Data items

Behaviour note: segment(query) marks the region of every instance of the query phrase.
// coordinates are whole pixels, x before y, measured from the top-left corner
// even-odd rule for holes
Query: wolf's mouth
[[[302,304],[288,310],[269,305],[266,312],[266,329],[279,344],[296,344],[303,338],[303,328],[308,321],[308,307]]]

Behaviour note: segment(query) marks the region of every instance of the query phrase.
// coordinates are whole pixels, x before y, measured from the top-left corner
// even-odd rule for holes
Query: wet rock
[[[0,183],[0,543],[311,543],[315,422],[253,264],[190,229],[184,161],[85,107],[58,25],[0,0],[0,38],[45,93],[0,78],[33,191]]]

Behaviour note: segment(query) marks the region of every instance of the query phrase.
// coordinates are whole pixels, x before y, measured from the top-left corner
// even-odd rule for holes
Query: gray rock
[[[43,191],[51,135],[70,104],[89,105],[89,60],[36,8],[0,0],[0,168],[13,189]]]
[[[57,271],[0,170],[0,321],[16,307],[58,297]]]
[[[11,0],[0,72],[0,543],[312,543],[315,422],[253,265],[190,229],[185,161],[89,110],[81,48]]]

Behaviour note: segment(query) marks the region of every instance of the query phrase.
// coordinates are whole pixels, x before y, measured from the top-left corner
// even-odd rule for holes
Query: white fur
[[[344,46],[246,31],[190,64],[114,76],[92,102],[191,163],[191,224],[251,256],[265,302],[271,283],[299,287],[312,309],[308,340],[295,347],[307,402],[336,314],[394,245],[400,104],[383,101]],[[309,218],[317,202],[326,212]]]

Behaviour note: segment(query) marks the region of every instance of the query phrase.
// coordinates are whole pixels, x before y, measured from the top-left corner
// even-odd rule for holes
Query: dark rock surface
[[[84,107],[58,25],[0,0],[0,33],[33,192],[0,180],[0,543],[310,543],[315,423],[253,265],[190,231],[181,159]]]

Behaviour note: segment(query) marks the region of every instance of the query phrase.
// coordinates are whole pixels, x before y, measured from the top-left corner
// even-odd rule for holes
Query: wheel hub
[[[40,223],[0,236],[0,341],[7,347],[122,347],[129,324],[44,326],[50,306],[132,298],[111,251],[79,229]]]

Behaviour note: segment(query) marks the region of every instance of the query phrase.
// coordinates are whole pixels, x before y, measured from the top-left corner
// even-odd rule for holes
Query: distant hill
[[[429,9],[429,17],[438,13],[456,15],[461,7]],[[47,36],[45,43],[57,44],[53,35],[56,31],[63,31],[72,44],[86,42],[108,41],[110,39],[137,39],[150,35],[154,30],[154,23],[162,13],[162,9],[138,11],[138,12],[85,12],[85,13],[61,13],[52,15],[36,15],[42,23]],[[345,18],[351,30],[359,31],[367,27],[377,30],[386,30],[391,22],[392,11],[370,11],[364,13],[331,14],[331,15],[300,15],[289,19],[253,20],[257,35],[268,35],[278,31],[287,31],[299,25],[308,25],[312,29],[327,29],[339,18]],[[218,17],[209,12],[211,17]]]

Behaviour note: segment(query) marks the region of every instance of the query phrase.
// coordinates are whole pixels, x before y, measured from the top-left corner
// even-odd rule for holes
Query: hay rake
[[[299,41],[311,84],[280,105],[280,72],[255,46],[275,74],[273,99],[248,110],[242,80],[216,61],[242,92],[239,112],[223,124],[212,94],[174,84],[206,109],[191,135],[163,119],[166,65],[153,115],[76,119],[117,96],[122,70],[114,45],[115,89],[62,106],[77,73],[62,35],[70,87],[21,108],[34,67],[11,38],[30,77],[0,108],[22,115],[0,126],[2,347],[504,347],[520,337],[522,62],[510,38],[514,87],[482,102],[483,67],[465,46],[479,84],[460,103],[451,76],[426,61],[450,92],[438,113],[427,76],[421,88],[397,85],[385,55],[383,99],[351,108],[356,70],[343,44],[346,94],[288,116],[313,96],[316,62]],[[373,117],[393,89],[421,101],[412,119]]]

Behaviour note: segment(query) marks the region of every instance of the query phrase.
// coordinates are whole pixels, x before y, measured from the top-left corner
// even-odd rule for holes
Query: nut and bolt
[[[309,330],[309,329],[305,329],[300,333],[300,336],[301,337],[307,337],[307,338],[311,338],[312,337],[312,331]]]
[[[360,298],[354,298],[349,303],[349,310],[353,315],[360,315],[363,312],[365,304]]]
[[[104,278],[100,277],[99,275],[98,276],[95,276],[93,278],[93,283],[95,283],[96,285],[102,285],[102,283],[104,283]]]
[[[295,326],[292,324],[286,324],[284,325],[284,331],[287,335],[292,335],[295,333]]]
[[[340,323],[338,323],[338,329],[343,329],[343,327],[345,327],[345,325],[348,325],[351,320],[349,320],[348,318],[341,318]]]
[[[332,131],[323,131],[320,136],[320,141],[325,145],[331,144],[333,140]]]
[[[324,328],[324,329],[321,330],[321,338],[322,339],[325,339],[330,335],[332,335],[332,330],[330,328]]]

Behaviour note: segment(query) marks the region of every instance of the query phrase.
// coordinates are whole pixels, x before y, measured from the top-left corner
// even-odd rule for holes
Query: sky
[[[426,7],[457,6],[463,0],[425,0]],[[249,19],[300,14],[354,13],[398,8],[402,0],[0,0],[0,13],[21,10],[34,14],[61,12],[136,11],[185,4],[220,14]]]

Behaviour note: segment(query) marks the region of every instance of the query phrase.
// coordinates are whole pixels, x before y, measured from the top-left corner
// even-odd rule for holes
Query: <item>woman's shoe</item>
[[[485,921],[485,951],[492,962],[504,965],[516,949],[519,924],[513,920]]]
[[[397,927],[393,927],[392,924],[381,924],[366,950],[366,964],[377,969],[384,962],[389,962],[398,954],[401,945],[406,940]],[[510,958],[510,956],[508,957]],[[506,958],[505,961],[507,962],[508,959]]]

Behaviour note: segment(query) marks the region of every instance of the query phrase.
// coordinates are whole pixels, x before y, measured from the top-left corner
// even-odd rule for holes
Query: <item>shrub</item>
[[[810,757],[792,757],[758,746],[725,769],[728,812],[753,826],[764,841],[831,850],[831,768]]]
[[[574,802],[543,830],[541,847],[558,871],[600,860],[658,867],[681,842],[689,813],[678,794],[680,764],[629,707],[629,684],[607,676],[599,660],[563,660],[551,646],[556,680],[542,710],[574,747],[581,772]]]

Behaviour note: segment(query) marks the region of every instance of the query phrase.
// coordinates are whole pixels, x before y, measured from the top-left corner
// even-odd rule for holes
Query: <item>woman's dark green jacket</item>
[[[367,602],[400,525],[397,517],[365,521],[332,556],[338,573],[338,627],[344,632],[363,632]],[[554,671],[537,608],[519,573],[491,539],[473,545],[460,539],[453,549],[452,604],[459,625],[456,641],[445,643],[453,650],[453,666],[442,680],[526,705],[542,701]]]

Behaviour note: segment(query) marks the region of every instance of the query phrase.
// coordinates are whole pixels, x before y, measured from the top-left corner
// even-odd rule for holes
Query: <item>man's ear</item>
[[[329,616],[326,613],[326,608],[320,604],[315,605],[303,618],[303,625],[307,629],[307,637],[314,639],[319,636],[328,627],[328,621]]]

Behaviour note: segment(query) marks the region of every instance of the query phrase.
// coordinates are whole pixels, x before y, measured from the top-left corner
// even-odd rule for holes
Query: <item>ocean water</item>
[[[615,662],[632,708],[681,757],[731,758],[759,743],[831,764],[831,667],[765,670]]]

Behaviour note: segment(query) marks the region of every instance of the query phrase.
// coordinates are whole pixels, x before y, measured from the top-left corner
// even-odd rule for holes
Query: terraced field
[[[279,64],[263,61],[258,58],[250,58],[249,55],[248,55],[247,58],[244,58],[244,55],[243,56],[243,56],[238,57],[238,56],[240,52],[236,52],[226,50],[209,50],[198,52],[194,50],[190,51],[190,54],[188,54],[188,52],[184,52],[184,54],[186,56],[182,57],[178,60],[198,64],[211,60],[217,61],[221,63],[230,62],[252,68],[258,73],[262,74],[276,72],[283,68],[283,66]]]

# REQUIRED WORK:
Pull out every line of the records above that contains the string "rock", treating uppercase and lowercase as different.

# THE REPLY:
Query: wet rock
Query: gray rock
Query: dark rock surface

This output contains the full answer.